> _Excerpted text_:
"""

The second concern about more animal testing seems odd. The FDA has clear established guidelines about when there is enough evidence to move from animal to human trials. If the authors are arguing these guidelines have been skirted, then they should say so. If there hasn’t been enough animal research to establish clinical efficacy, that would count as a potent reason to hold off Phase 1 clinical trials.
Far down in the article, the authors articulate what I think is a strong moral concern: artificial wombs would require c-sections.
Most current iterations of the technology require a cesarean section, one that is much riskier at earlier stages in pregnancy than a typical cesarean and may compromise future fertility. Achieving truly informed consent given all these pressures and complexities at a literal do-or-die moment in childbearing could be impossible.
Here’s the “desperation invalidates consent” concern again. C-sections at this early stage are more risky, however I would like to draw attention to the backhanded paternalism being smuggled in phrases like “truly informed consent. . . could be impossible.” Given the history of bioethics and the trend toward patient autonomy, this sort of strategy of “it’s wrong to even offer the option to the patient because they can’t handle it” is still paternalism.
Safe and effective artificial wombs could be used to argue that the fetus not only has a right to live, but also has the right to any and all medical care available. Such an argument could promote legislation that requires dangerous surgery despite a patient’s objection.
This would be a serious concern. The scenario where a state law to protect the fetus required a c-section to save the child over the objections of the mother would smash the duty of beneficence into patient autonomy.
Arguably this sort of worry seems overwrought. Conservative leaning states would have a very hard time passing a law that compelled women to have risky abdominal surgery. This might violate several Supreme Court decisions and potentially the 3rd and 4th amendments.
What’s really going on here?
What might be underlying the author's concern is the Supreme Court’s Dobbs decision. Many have the fear that since Dobbs overturned Roe v. Wade everything is up for grabs in terms of state laws so let’s not hand them another way to attack reproductive rights. But again, if this is a legitimate worry, it is a reason to delay FDA approval, perhaps not to halt research.
The second argument is one about justice.

"""

> _Task requirements_:
**1)** In the excerpt on artificial wombs, quote the passage starting at "This would be" and ending at "and 4th amendments.".
**2)** Do these statements agree with the excerpt on artificial wombs? Answer yes or no for each, quoting the words that decide it. (a) The FDA has established guidelines for when to move from animal to human trials. (b) The writer thinks conservative-leaning states could easily pass a law compelling women to have risky abdominal surgery. (c) The Dobbs decision overturned Roe v. Wade.
**3)** In the excerpt on artificial wombs, what surgery do most current iterations of the technology require?

Natural-language object grounding entries:
"""

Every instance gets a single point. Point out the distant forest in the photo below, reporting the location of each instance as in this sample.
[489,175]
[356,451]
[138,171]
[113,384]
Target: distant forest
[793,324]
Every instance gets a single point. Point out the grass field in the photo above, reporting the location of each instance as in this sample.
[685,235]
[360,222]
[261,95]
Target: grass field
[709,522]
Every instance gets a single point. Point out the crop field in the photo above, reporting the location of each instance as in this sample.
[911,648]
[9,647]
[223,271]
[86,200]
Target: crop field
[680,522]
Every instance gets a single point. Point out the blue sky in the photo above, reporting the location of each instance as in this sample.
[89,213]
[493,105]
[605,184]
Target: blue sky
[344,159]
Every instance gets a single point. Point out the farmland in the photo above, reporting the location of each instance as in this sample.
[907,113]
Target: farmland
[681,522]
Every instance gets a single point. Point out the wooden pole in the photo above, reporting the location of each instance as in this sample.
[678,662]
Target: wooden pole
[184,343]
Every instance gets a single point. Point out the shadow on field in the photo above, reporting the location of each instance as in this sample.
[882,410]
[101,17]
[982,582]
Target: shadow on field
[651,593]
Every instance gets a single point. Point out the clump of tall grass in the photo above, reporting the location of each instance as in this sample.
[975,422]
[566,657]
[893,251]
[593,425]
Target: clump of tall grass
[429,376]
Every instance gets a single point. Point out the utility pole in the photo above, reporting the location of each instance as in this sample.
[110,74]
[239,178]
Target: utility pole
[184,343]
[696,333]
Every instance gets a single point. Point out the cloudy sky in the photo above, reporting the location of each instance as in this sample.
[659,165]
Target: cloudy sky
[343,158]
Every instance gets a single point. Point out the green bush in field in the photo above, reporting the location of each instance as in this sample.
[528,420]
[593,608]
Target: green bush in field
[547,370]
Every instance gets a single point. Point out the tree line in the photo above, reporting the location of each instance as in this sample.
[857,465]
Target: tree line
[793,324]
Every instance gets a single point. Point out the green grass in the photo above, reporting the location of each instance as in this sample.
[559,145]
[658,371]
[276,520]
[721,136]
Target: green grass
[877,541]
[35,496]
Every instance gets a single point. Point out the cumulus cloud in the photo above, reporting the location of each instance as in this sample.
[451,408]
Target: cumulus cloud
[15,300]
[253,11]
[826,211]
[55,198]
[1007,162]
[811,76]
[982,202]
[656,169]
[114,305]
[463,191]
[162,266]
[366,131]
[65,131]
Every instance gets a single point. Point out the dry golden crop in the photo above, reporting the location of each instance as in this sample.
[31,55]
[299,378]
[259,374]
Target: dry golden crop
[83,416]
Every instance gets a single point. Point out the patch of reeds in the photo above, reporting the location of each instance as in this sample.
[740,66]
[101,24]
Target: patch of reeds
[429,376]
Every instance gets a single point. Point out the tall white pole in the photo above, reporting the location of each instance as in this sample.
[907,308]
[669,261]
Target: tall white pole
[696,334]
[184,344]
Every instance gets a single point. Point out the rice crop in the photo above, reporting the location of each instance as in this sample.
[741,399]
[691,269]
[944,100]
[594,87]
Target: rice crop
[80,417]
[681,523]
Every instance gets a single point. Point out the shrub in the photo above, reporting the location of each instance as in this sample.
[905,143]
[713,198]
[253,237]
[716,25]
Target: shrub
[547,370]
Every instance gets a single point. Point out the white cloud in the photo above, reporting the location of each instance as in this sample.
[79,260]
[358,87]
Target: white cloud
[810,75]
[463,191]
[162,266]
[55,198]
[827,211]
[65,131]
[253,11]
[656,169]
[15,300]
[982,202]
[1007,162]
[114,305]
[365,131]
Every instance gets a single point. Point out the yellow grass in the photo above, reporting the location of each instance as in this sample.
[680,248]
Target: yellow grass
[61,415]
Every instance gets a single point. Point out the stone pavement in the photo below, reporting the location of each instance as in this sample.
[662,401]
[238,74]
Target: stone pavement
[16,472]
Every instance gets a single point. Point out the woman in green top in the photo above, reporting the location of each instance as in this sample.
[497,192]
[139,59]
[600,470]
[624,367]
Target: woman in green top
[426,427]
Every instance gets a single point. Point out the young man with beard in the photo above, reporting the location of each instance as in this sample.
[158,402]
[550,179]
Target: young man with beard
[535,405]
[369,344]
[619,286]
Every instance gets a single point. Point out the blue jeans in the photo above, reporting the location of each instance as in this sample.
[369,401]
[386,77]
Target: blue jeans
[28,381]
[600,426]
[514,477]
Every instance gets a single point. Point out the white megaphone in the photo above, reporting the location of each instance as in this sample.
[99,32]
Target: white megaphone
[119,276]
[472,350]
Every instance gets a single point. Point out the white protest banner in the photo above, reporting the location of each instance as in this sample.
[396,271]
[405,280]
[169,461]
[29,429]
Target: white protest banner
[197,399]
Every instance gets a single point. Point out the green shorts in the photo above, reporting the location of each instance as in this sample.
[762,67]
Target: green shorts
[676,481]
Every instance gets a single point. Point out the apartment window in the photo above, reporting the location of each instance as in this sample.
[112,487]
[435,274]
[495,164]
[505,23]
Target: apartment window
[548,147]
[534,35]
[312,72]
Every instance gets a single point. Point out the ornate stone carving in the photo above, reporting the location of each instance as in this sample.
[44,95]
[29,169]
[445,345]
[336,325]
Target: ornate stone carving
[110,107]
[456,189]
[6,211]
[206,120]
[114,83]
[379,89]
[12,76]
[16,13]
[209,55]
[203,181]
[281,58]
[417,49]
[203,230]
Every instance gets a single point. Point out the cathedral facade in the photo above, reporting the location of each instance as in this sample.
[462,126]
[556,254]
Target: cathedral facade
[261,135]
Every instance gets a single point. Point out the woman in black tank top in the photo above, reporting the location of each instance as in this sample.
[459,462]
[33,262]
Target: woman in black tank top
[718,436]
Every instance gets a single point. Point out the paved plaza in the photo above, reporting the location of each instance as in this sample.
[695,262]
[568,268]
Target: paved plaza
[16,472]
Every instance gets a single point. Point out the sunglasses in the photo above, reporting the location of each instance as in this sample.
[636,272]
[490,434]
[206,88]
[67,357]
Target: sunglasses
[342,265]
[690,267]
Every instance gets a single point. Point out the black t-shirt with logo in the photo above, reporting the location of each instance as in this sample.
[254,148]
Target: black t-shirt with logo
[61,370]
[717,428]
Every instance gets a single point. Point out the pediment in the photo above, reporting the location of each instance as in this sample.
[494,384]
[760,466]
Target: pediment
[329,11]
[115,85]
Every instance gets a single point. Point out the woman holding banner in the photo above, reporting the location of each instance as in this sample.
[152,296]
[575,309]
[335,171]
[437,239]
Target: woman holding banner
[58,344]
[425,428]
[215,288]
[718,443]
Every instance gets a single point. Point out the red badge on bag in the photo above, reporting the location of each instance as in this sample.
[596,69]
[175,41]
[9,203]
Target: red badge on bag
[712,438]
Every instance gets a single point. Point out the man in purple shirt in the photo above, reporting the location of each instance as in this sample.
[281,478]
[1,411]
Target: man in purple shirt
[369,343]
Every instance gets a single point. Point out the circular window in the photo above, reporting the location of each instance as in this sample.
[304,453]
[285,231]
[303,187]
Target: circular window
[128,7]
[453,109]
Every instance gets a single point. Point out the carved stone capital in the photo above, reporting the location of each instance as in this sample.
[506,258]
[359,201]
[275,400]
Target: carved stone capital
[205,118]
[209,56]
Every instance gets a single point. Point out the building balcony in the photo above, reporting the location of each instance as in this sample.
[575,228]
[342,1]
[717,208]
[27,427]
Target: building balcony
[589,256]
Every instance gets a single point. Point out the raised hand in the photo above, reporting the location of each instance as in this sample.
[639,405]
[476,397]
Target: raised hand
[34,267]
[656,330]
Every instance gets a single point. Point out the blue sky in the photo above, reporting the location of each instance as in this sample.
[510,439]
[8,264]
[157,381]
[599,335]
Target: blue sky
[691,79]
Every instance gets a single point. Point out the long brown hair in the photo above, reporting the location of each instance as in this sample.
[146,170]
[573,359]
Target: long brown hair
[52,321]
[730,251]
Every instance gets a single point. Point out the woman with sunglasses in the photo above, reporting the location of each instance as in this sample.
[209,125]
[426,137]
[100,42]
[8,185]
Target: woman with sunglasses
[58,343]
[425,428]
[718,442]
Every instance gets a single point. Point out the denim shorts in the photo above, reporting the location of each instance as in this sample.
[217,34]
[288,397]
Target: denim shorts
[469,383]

"""

> _Exercise answers_:
**1)**
This would be a serious concern. The scenario where a state law to protect the fetus required a c-section to save the child over the objections of the mother would smash the duty of beneficence into patient autonomy.
Arguably this sort of worry seems overwrought. Conservative leaning states would have a very hard time passing a law that compelled women to have risky abdominal surgery. This might violate several Supreme Court decisions and potentially the 3rd and 4th amendments.

**2)**
(a) Yes: "The FDA has clear established guidelines about when there is enough evidence to move from animal to human trials."
(b) No: "Conservative leaning states would have a very hard time passing a law that compelled women to have risky abdominal surgery."
(c) Yes: "since Dobbs overturned Roe v. Wade"

**3)** A cesarean section.